-- Text shown --
········

C program to create copy of a singly Linked List using Recursion

Last Updated : 20 Oct, 2020

Given a pointer to the head node of a Linked List, the task is to create a copy of the linked list using recursion.

Examples::

Input: Head of following linked list
1->2->3->4->NULL
Output:
Original list: 1 -> 2 -> 3 -> 4 -> NULL
Duplicate list: 1 -> 2 -> 3 -> 4 -> NULL

Input: Head of following linked list
1->2->3->4->5->NULL
Output:
Original list: 1->2->3->4->5->NULL,
Duplicate list: 1->2->3->4->5->NULL,

Approach: Follow the steps below to solve the problem:

Base case: if (head == NULL), then return NULL.
Allocate the new Node in the Heap using malloc() & set its data.
Recursively set the next pointer of the new Node by recurring for the remaining nodes.
Return the head pointer of the duplicate node.
Finally, print both the original linked list and the duplicate linked list.

Below is the implementation of the above approach:

C

// C program for the above approach 
#include <stdio.h> 
#include <stdlib.h> 
  
// Node for linked list 
struct Node { 
    int data; 
    struct Node* next; 
}; 
  
// Function to print given linked list 
void printList(struct Node* head)

········

-- Information shown --

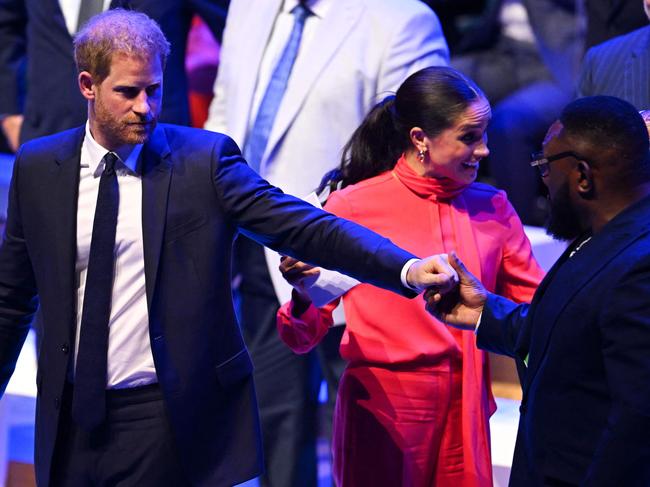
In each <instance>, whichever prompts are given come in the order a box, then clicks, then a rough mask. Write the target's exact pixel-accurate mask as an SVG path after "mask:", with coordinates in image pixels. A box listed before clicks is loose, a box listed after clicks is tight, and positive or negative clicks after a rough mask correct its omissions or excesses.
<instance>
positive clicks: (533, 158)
mask: <svg viewBox="0 0 650 487" xmlns="http://www.w3.org/2000/svg"><path fill="white" fill-rule="evenodd" d="M565 157H574V158H576V159H580V160H582V159H583V158H582V157H581V156H579V155H578V154H576V153H575V152H572V151H564V152H560V153H559V154H554V155H552V156H548V157H544V152H542V151H539V152H533V153H532V154H531V155H530V166H531V167H536V168H537V169H538V170H539V174H540V176H542V177H543V178H544V177H546V176H548V172H549V170H550V168H549V164H550V163H551V162H553V161H557V160H559V159H564V158H565Z"/></svg>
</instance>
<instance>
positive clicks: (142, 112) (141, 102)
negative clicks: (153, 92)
mask: <svg viewBox="0 0 650 487" xmlns="http://www.w3.org/2000/svg"><path fill="white" fill-rule="evenodd" d="M133 111H134V112H136V113H137V114H139V115H148V114H149V113H150V112H151V98H150V97H149V96H148V95H147V92H146V91H144V90H142V92H141V93H140V94H139V95H138V96H137V98H136V99H135V102H134V104H133Z"/></svg>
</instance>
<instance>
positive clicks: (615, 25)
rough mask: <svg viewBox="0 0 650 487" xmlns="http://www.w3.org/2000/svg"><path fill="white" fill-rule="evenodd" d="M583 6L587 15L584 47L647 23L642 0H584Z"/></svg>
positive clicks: (608, 38)
mask: <svg viewBox="0 0 650 487" xmlns="http://www.w3.org/2000/svg"><path fill="white" fill-rule="evenodd" d="M584 6H585V13H586V15H587V32H586V39H585V47H586V48H589V47H592V46H595V45H596V44H600V43H601V42H605V41H606V40H608V39H612V38H614V37H616V36H620V35H623V34H627V33H628V32H631V31H633V30H635V29H638V28H640V27H643V26H644V25H647V23H648V18H647V17H646V14H645V12H644V11H643V0H586V1H585V5H584Z"/></svg>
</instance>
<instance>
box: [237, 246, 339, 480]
mask: <svg viewBox="0 0 650 487" xmlns="http://www.w3.org/2000/svg"><path fill="white" fill-rule="evenodd" d="M234 250H235V252H234V275H235V278H234V285H233V289H234V299H235V303H236V308H237V314H238V319H239V323H240V324H241V328H242V333H243V335H244V340H245V341H246V345H247V347H248V350H249V352H250V354H251V358H252V360H253V365H254V366H255V372H254V380H255V387H256V391H257V399H258V405H259V409H260V417H261V421H262V434H263V439H264V456H265V469H266V473H265V474H264V475H263V477H262V478H261V483H262V485H263V486H264V487H286V486H291V487H311V486H315V485H317V474H316V472H317V468H316V467H317V465H316V464H317V460H316V437H317V433H318V421H317V419H318V414H317V413H318V391H319V387H320V382H321V372H320V366H319V360H318V356H317V354H316V353H313V352H312V353H308V354H306V355H296V354H294V353H293V352H292V351H291V350H290V349H289V347H287V346H286V345H285V344H284V343H283V342H282V340H281V339H280V337H279V335H278V332H277V329H276V313H277V310H278V308H279V305H280V303H278V300H277V297H276V294H275V291H274V289H273V284H272V282H271V277H270V276H269V273H268V268H267V264H266V259H265V256H264V251H263V248H262V247H261V246H260V245H258V244H257V243H255V242H253V241H251V240H249V239H247V238H245V237H243V236H240V237H239V238H238V239H237V241H236V242H235V249H234ZM278 264H279V262H278ZM334 347H335V348H334V352H333V353H332V352H330V353H327V354H326V356H328V357H331V359H328V360H331V361H333V362H340V361H341V359H340V357H339V356H338V340H337V341H336V343H335V345H334ZM339 369H340V370H342V367H339ZM340 370H339V371H336V372H333V373H329V374H326V375H330V376H331V377H328V384H330V383H331V382H334V381H335V382H338V376H339V375H340ZM330 396H331V400H332V403H333V399H334V397H335V396H336V385H335V384H334V385H332V390H331V391H330ZM330 410H331V409H330ZM330 417H331V416H330ZM330 420H331V419H330ZM326 421H327V419H326ZM326 428H327V426H326Z"/></svg>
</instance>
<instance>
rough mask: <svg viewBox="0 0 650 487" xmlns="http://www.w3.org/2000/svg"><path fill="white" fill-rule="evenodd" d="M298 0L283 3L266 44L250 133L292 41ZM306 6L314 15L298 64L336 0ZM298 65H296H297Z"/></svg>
mask: <svg viewBox="0 0 650 487" xmlns="http://www.w3.org/2000/svg"><path fill="white" fill-rule="evenodd" d="M299 3H300V2H299V1H298V0H285V1H284V2H283V3H282V8H281V9H280V11H279V12H278V16H277V17H276V19H275V23H274V24H273V30H272V31H271V37H270V38H269V42H268V43H267V44H266V48H265V49H264V56H263V57H262V62H261V63H260V69H259V71H258V73H257V83H256V85H255V94H254V95H253V103H252V105H251V116H250V117H248V132H249V133H250V131H251V129H252V128H253V124H254V123H255V117H256V116H257V110H258V109H259V106H260V103H262V97H263V96H264V93H265V92H266V88H267V86H268V84H269V81H270V79H271V75H272V74H273V69H275V66H276V65H277V64H278V61H279V60H280V56H281V55H282V51H284V46H285V45H286V43H287V41H288V40H289V35H291V31H292V30H293V24H294V21H295V17H294V15H293V14H292V13H291V11H292V10H293V9H294V8H295V7H296V6H297V5H298V4H299ZM305 5H306V6H307V8H309V10H310V11H311V12H312V14H313V15H310V16H309V17H307V19H306V20H305V27H304V28H303V31H302V37H301V38H300V48H299V49H298V55H297V56H296V60H295V63H297V62H298V60H299V59H300V56H301V53H305V52H308V51H309V49H308V47H307V46H308V45H309V43H310V41H311V40H312V39H313V38H314V32H315V31H316V29H317V27H318V23H319V22H321V21H322V19H323V18H324V17H325V15H327V12H328V10H329V9H330V8H331V6H332V0H308V1H307V2H306V3H305ZM303 55H304V54H303ZM295 63H294V64H295ZM290 89H291V77H289V83H288V85H287V90H290Z"/></svg>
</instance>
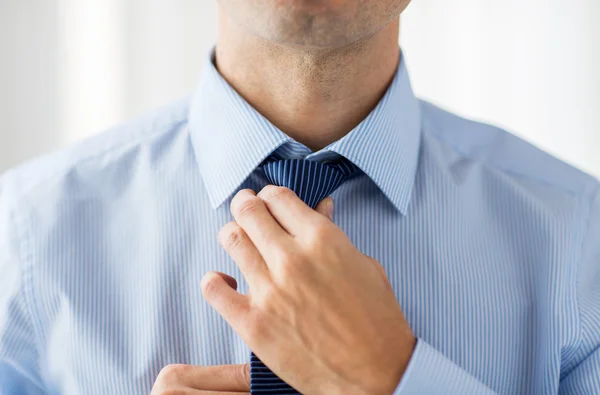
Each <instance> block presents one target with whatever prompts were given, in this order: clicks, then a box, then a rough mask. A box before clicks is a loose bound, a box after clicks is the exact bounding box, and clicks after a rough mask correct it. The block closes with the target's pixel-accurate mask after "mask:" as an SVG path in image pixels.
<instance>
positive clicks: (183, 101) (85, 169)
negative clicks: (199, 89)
mask: <svg viewBox="0 0 600 395" xmlns="http://www.w3.org/2000/svg"><path fill="white" fill-rule="evenodd" d="M188 108H189V100H188V99H185V100H179V101H177V102H174V103H171V104H169V105H166V106H164V107H162V108H159V109H156V110H154V111H151V112H149V113H147V114H144V115H142V116H139V117H137V118H135V119H132V120H130V121H128V122H126V123H124V124H122V125H119V126H117V127H114V128H112V129H109V130H106V131H104V132H101V133H99V134H97V135H95V136H93V137H90V138H87V139H84V140H82V141H80V142H77V143H75V144H72V145H70V146H67V147H65V148H62V149H59V150H57V151H54V152H51V153H48V154H45V155H43V156H40V157H38V158H36V159H33V160H31V161H28V162H26V163H23V164H21V165H19V166H17V167H14V168H12V169H9V170H8V171H6V172H5V173H4V174H2V176H1V177H0V194H3V195H7V194H10V200H11V201H13V202H18V201H19V200H21V198H25V197H26V196H27V195H30V194H31V193H33V192H34V191H36V194H43V193H44V189H46V188H48V187H51V186H52V185H55V186H56V185H58V184H60V185H61V187H64V186H65V180H66V178H68V177H69V176H70V175H73V174H74V173H78V172H79V173H80V172H81V171H87V172H91V173H96V174H98V172H102V171H103V170H105V171H106V172H111V171H114V169H115V166H126V165H127V159H128V158H131V154H132V152H135V151H136V150H138V149H139V148H141V147H144V146H146V145H148V144H153V142H156V141H159V142H160V140H161V138H169V137H170V135H171V134H172V133H176V132H178V131H179V130H180V129H181V128H182V125H185V124H186V122H187V117H188ZM163 143H164V141H163ZM111 165H113V166H111ZM6 199H8V197H5V200H6Z"/></svg>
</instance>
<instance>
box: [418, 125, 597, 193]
mask: <svg viewBox="0 0 600 395" xmlns="http://www.w3.org/2000/svg"><path fill="white" fill-rule="evenodd" d="M465 121H467V122H476V121H470V120H468V119H465ZM423 122H424V123H425V122H429V123H430V124H431V125H432V127H431V128H427V127H426V125H425V124H424V125H423V132H427V131H431V133H432V134H433V135H435V136H437V137H438V138H439V139H442V140H444V141H445V142H447V143H448V144H449V145H450V146H451V147H452V148H453V149H454V150H455V151H456V152H457V153H459V154H460V155H462V156H463V157H465V158H469V159H472V160H477V161H478V162H479V163H480V164H481V165H482V166H485V167H487V168H489V169H495V170H497V171H501V172H504V173H506V174H509V175H513V176H517V177H521V178H523V179H528V180H532V181H535V182H537V183H539V184H540V185H545V186H547V187H551V188H553V189H557V190H560V191H563V192H565V193H567V194H569V195H570V196H577V195H579V194H580V193H581V190H576V189H571V188H568V187H564V186H560V185H557V184H554V183H551V182H549V181H545V180H542V179H540V178H538V177H535V176H533V175H531V174H526V173H521V172H518V171H516V170H513V169H508V168H505V167H504V166H501V165H499V164H497V163H494V162H490V161H486V160H483V159H482V158H481V157H478V156H476V155H472V154H470V153H468V152H466V151H465V150H463V149H461V148H460V146H459V145H458V144H457V143H456V142H455V141H453V140H451V139H449V138H445V137H444V135H443V133H441V132H440V130H443V128H442V127H441V126H440V124H439V123H438V122H437V121H436V120H435V119H432V117H427V118H426V117H423ZM487 126H489V127H494V128H496V129H498V130H499V131H502V132H504V133H507V132H506V131H504V130H503V129H501V128H498V127H496V126H493V125H487ZM430 129H431V130H430ZM588 176H589V175H588ZM589 177H591V176H589ZM582 189H583V190H585V189H586V188H585V187H583V188H582ZM585 196H587V195H585Z"/></svg>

········

-- Assigned task 1 --
List every step given under "Approach" in the recursive linked-list copy article.
-- Assigned task 2 --
Write the next part of the recursive linked-list copy article, picking up right after its last line.

-- Answer box 1 --
1. Base case: if (head == NULL), then return NULL.
2. Allocate the new Node in the Heap using malloc() & set its data.
3. Recursively set the next pointer of the new Node by recurring for the remaining nodes.
4. Return the head pointer of the duplicate node.
5. Finally, print both the original linked list and the duplicate linked list.

-- Answer box 2 --
{ 
    struct Node* ptr = head; 
    while (ptr) { 
  
        printf("%d -> ", ptr->data); 
        ptr = ptr->next; 
    } 
  
    printf("NULL"); 
} 
  
// Function to create a new node 
void insert(struct Node** head_ref, int data) 
{ 
    // Allocate the memory for new Node 
    // in the heap and set its data 
    struct Node* newNode 
        = (struct Node*)malloc( 
            sizeof(struct Node)); 
  
    newNode->data = data; 
  
    // Set the next node pointer of the 
    // new Node to point to the current 
    // node of the list 
    newNode->next = *head_ref; 
  
    // Change the pointer of head to point 
    // to the new Node 
    *head_ref = newNode; 
} 
  
// Function to create a copy of a linked list 
struct Node* copyList(struct Node* head) 
{ 
    if (head == NULL) { 
        return NULL; 
    } 
    else { 
  
        // Allocate the memory for new Node 
        // in the heap and set its data 
        struct Node* newNode 
            = (struct Node*)malloc( 
                sizeof(struct Node)); 
  
        newNode->data = head->data; 
  
        // Recursively set the next pointer of 
        // the new Node by recurring for the 
        // remaining nodes 
        newNode->next = copyList(head->next); 
  
        return newNode; 
    } 
} 
  
// Function to create the new linked list 
struct Node* create(int arr[], int N)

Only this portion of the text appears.